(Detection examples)
= = = = = = =

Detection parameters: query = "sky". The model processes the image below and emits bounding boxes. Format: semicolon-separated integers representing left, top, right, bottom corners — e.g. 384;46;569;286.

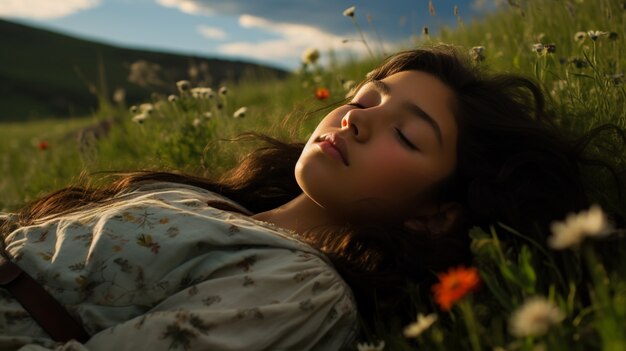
0;0;497;70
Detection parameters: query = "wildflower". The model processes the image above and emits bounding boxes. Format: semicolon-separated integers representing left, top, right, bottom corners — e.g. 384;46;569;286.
37;140;50;151
302;48;320;65
343;6;356;17
587;30;608;41
132;113;148;124
574;32;587;42
113;88;126;104
509;296;565;337
404;313;437;338
533;43;543;54
343;80;356;91
432;266;480;311
356;340;385;351
139;103;154;115
315;88;330;100
570;58;589;68
548;205;609;250
233;107;248;118
176;80;191;93
470;46;485;62
191;87;213;99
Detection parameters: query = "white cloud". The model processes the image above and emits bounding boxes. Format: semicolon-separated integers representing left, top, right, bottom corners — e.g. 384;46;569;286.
196;25;226;40
0;0;100;19
156;0;214;16
218;15;365;61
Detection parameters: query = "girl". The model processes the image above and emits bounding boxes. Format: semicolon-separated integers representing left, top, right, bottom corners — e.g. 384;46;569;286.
0;46;616;350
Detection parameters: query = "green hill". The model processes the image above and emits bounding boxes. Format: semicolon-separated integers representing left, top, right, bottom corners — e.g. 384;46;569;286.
0;20;287;121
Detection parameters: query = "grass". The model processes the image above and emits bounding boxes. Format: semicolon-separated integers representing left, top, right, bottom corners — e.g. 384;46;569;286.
0;0;626;350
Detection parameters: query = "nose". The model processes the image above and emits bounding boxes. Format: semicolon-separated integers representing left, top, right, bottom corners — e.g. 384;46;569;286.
341;110;369;142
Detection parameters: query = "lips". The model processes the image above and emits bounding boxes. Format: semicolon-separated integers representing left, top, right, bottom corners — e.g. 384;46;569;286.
316;133;350;166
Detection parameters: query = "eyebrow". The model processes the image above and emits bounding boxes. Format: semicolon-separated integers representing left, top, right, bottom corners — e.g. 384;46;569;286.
370;80;443;147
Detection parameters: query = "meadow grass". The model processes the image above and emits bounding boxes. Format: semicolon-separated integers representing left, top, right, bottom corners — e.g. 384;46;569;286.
0;0;626;350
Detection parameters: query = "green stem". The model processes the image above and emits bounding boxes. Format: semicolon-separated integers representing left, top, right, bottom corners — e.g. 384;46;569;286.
459;298;481;351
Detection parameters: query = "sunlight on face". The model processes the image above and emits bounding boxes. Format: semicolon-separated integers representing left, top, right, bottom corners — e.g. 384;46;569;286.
296;71;458;220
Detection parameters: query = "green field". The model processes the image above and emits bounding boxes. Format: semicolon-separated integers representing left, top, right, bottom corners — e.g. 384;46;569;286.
0;0;626;351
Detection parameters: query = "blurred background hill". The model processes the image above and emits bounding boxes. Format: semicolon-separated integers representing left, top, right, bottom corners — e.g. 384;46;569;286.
0;20;288;121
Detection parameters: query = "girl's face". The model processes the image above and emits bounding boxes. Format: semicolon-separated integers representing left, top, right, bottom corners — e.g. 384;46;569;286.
295;71;458;221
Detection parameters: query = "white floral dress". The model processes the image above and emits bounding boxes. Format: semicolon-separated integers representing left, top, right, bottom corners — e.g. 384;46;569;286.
0;183;356;351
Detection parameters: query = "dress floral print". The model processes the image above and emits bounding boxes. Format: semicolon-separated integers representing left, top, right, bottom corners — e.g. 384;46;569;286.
0;183;356;351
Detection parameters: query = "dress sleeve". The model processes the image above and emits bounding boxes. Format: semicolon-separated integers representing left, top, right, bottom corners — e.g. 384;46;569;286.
18;248;356;351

= = = = = = =

DIRECTIONS: Pick out every line of the records above that contains the string "girl", and copy each of those lines. Case counts.

EXERCISE RESPONSE:
Detection parameters: query = "girl". The model processes the image above and emits bounding boxes. Format: semicolon-separated integers representing left, top, right, bottom corners — e.g. 384;46;569;286.
Detection parameters: query = "girl's face". The model processes the image above and emits bounding boxes. Format: semicolon-separated integers representing left, top, right, bottom corners — e.g. 384;46;569;286.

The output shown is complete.